Everything from the line with "white cloud in the photo above." to the final line of the records should be reproduced word for word, with both of those lines kept.

# MATERIAL SHOWN:

#####

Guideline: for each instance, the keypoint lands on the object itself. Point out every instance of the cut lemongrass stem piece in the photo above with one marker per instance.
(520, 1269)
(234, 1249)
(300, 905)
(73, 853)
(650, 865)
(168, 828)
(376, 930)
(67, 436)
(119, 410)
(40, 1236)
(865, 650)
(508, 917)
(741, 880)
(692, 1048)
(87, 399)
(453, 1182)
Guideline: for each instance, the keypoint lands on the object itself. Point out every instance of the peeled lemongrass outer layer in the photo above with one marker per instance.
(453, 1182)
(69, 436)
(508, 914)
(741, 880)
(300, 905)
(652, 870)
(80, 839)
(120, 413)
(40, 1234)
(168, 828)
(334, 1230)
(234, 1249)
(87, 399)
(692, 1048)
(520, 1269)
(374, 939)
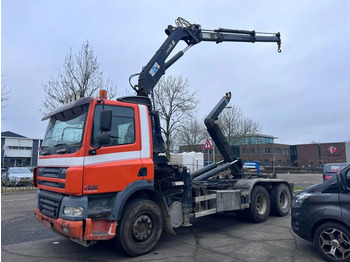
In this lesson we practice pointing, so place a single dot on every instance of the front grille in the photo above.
(53, 172)
(49, 203)
(52, 177)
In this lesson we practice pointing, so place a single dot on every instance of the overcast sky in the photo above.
(300, 95)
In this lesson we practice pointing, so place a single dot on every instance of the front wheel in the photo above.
(281, 200)
(140, 227)
(332, 241)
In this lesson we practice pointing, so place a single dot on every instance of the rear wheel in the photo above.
(260, 205)
(140, 228)
(281, 200)
(332, 240)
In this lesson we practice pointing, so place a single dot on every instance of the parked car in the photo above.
(329, 170)
(17, 176)
(321, 214)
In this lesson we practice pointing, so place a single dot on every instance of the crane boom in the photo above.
(191, 34)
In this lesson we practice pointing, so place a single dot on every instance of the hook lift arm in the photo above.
(192, 34)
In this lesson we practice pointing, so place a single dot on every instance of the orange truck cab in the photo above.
(78, 180)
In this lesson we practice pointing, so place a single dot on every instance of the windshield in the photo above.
(19, 170)
(64, 133)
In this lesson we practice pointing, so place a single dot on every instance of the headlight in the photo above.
(300, 198)
(73, 211)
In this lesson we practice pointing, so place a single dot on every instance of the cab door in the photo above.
(115, 165)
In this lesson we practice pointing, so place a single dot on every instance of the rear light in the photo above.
(103, 94)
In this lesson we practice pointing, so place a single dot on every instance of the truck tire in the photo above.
(281, 200)
(332, 241)
(259, 209)
(140, 227)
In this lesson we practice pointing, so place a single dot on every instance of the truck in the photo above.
(102, 173)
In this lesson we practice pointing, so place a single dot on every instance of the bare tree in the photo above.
(5, 93)
(176, 103)
(191, 134)
(81, 72)
(239, 130)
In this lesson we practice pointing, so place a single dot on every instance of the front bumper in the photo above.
(79, 231)
(300, 223)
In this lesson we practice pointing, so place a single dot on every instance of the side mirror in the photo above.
(106, 120)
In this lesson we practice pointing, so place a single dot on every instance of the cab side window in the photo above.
(123, 125)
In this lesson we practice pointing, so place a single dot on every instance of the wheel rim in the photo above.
(283, 200)
(142, 227)
(261, 204)
(334, 243)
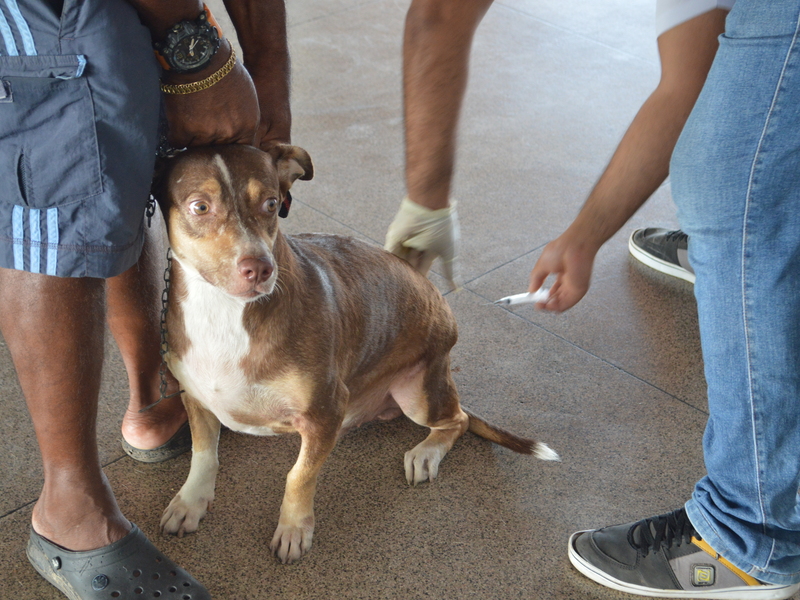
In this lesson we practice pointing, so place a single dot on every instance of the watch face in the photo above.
(193, 52)
(189, 45)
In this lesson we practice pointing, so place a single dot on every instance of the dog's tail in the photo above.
(514, 442)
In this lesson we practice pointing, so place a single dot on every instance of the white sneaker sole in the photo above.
(763, 592)
(659, 265)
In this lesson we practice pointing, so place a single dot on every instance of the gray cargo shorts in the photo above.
(79, 108)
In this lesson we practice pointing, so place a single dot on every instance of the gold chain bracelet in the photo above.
(203, 84)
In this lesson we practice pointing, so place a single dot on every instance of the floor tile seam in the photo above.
(506, 263)
(649, 384)
(332, 14)
(576, 33)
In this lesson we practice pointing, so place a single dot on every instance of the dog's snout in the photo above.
(256, 270)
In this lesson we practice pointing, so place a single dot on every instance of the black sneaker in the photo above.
(664, 557)
(662, 250)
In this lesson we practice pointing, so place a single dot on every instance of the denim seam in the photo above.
(750, 186)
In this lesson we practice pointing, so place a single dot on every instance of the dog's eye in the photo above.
(199, 207)
(270, 205)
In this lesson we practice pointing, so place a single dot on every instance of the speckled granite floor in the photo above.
(615, 385)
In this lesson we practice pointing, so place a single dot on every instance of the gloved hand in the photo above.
(419, 234)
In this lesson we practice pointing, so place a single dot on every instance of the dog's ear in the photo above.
(292, 162)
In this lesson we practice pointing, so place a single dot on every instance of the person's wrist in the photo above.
(217, 62)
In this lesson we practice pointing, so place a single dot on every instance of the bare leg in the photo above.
(134, 311)
(436, 47)
(54, 330)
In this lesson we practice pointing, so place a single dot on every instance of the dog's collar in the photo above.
(285, 205)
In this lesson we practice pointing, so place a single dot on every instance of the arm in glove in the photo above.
(419, 235)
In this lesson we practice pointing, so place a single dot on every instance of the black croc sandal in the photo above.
(178, 444)
(128, 569)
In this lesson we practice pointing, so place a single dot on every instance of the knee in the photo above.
(431, 15)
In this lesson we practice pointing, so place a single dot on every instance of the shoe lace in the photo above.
(676, 236)
(665, 530)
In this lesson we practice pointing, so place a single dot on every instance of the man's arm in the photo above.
(261, 28)
(639, 165)
(226, 112)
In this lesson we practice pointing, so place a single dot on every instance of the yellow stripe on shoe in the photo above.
(703, 545)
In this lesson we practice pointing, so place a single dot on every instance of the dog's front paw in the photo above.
(422, 463)
(182, 516)
(291, 541)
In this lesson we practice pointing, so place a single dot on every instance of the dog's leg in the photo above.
(195, 498)
(427, 395)
(295, 529)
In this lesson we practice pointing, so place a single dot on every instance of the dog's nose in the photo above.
(257, 270)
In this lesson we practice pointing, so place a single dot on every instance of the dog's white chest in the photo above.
(211, 369)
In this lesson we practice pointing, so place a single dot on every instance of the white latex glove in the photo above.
(418, 235)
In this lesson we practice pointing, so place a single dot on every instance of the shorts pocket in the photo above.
(48, 139)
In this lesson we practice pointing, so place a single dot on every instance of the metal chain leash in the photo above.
(164, 348)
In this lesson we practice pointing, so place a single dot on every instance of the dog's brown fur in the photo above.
(312, 334)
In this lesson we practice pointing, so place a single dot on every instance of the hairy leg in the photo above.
(436, 47)
(134, 312)
(54, 329)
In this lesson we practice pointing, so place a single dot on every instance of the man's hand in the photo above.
(420, 235)
(225, 113)
(571, 262)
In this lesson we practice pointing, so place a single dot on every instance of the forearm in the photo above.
(436, 47)
(160, 15)
(261, 29)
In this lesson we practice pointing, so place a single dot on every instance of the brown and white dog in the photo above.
(308, 334)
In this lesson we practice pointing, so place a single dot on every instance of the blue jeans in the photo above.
(736, 181)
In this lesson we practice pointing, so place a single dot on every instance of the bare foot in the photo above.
(79, 512)
(154, 427)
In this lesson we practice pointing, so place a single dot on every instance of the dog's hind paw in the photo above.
(422, 463)
(182, 517)
(291, 542)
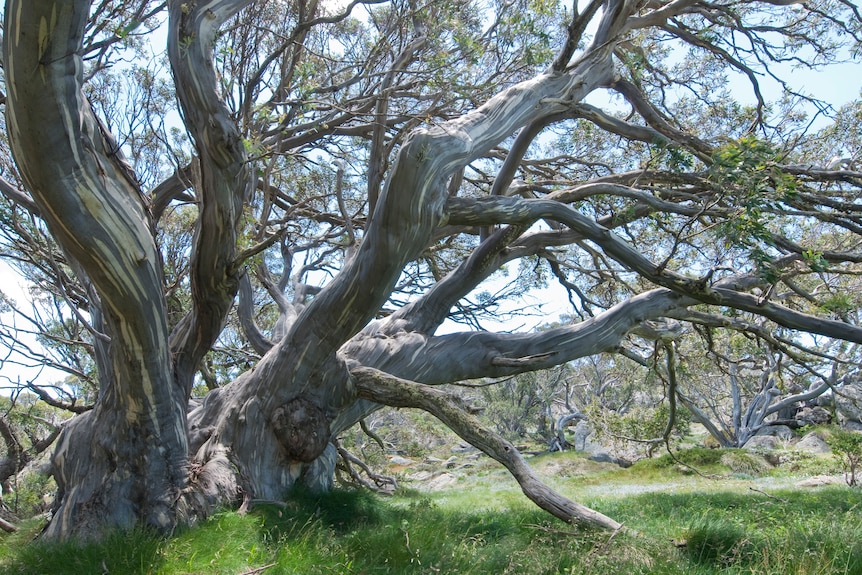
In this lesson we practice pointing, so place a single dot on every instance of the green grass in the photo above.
(787, 532)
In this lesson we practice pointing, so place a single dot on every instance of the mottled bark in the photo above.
(124, 462)
(225, 178)
(378, 386)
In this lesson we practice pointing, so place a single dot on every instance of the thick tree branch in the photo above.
(383, 388)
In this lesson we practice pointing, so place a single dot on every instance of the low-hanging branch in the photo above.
(387, 389)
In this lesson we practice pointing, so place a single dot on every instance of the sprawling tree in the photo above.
(285, 206)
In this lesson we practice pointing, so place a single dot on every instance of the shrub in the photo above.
(745, 463)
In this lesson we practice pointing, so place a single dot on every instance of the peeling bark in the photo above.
(124, 462)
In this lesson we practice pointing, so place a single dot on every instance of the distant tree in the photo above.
(339, 181)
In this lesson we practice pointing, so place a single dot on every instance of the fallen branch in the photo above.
(389, 390)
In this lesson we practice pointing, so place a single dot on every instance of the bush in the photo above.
(745, 463)
(847, 447)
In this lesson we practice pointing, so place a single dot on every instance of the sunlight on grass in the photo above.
(485, 530)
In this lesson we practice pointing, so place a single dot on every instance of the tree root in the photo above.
(389, 390)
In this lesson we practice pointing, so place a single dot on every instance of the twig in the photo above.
(257, 570)
(768, 495)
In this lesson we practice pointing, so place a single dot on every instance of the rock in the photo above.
(813, 443)
(398, 460)
(848, 402)
(583, 431)
(603, 457)
(819, 480)
(782, 432)
(441, 481)
(420, 476)
(853, 425)
(814, 416)
(761, 442)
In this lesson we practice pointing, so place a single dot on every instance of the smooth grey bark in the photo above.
(123, 462)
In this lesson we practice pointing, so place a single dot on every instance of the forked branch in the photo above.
(387, 389)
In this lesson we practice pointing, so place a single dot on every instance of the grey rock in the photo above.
(398, 460)
(853, 425)
(814, 416)
(848, 402)
(782, 432)
(761, 442)
(813, 443)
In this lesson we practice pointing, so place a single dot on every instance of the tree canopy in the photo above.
(251, 223)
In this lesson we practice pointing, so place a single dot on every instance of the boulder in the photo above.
(813, 443)
(767, 442)
(583, 431)
(814, 416)
(819, 481)
(398, 460)
(782, 432)
(464, 448)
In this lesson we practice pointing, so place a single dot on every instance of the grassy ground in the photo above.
(685, 524)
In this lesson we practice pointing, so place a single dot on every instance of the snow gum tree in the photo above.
(284, 207)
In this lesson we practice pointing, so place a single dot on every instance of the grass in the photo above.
(481, 527)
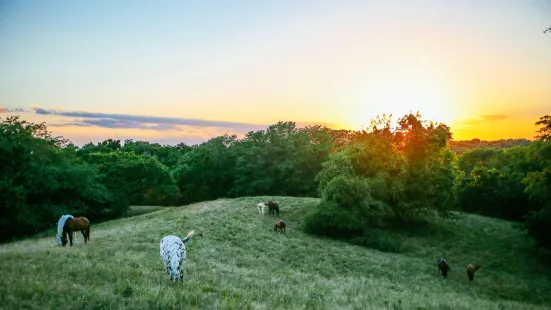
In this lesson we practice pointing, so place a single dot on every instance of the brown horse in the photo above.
(280, 226)
(76, 224)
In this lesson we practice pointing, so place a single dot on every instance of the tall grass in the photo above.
(237, 261)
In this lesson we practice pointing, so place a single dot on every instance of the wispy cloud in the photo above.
(108, 120)
(4, 109)
(477, 119)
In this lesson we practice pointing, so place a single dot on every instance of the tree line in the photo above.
(389, 175)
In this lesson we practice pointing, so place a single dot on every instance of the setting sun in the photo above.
(397, 93)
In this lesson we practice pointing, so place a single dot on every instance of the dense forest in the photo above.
(390, 175)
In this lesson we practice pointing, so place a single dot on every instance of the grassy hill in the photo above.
(237, 261)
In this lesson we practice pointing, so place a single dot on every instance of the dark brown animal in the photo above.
(280, 226)
(443, 267)
(76, 224)
(471, 270)
(273, 208)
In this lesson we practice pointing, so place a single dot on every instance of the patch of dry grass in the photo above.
(237, 261)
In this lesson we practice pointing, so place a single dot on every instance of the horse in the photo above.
(471, 270)
(443, 267)
(173, 253)
(261, 206)
(280, 226)
(273, 208)
(76, 224)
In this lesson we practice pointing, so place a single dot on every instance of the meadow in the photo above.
(237, 261)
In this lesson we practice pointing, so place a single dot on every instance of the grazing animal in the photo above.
(60, 225)
(443, 267)
(280, 226)
(471, 270)
(261, 206)
(173, 253)
(273, 208)
(74, 224)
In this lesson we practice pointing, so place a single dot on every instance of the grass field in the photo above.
(237, 261)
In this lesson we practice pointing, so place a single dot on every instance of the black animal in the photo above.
(471, 270)
(443, 267)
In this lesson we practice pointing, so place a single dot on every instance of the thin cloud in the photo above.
(4, 109)
(477, 119)
(108, 120)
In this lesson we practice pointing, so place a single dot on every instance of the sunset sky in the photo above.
(186, 71)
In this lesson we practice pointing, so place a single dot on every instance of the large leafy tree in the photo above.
(41, 179)
(404, 172)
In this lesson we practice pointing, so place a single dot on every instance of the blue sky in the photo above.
(483, 67)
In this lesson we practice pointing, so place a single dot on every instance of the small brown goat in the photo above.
(471, 270)
(280, 226)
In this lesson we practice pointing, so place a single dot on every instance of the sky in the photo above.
(187, 71)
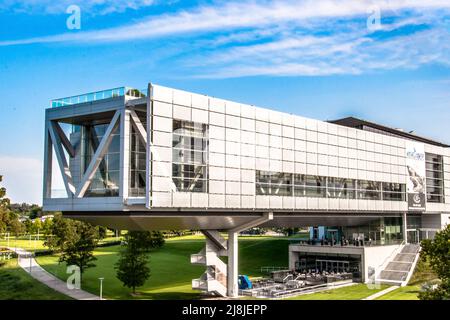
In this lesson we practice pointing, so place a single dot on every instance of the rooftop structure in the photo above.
(168, 159)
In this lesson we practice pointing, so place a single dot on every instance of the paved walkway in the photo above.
(381, 293)
(29, 264)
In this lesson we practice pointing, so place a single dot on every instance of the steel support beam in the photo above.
(62, 161)
(232, 269)
(64, 140)
(48, 163)
(98, 156)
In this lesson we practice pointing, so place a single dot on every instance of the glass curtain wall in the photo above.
(137, 174)
(434, 177)
(105, 182)
(301, 185)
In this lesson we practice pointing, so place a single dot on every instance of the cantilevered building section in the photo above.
(167, 159)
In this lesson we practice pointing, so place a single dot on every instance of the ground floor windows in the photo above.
(301, 185)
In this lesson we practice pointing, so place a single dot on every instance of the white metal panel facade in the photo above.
(244, 138)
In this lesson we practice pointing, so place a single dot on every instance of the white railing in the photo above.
(388, 259)
(198, 258)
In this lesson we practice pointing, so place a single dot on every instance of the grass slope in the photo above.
(354, 292)
(171, 270)
(16, 284)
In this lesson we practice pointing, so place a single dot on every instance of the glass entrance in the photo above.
(413, 235)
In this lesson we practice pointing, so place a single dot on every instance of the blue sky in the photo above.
(387, 61)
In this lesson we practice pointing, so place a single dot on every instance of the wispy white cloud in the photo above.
(22, 178)
(232, 15)
(303, 37)
(93, 7)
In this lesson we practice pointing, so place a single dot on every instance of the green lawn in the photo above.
(16, 284)
(402, 293)
(24, 243)
(354, 292)
(171, 270)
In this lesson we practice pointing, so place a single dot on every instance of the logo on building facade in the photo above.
(415, 166)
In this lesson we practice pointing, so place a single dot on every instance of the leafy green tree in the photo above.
(47, 226)
(132, 266)
(437, 252)
(35, 212)
(75, 240)
(102, 232)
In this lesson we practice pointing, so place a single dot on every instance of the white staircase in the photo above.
(214, 280)
(400, 269)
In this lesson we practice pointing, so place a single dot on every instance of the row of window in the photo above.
(434, 177)
(301, 185)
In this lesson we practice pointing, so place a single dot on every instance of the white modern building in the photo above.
(162, 158)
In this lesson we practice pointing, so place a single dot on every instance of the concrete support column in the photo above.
(232, 268)
(405, 228)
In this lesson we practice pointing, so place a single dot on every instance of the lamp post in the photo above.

#####

# ANSWER SECTION:
In this lesson we practice pointing, so place a single dot on every instance of the wispy white cloud in the photo above.
(22, 178)
(232, 15)
(303, 37)
(93, 7)
In this lesson we practice pointing, so place a single dot on every instance of the green lawn in the photo above.
(16, 284)
(402, 293)
(24, 243)
(354, 292)
(171, 270)
In this lesson we practice pointing, so place a single dot on every instance of the logo on building facade in the photo above.
(415, 166)
In this lesson we practice pointing, so place a single dot on every instance of the leafy green tree in the photo above.
(47, 226)
(132, 266)
(437, 252)
(35, 212)
(75, 240)
(102, 232)
In this lesson we practice pointing, so place a single dot on every instance of the white staircase in the photo above.
(214, 280)
(400, 269)
In this lesson we practice pointing, so place a single dot on every instance of the row of window in the photo above.
(434, 177)
(301, 185)
In this lesson we practice pointing, so place a single dot on every instance of the white modern building in the photo above.
(162, 158)
In this lesson we practice pointing, so place a single dot on every instance of the concrete support column in the photo above.
(232, 268)
(405, 228)
In this lesson we practice pointing, so place a single dot on every instance of the lamp post in the photo above.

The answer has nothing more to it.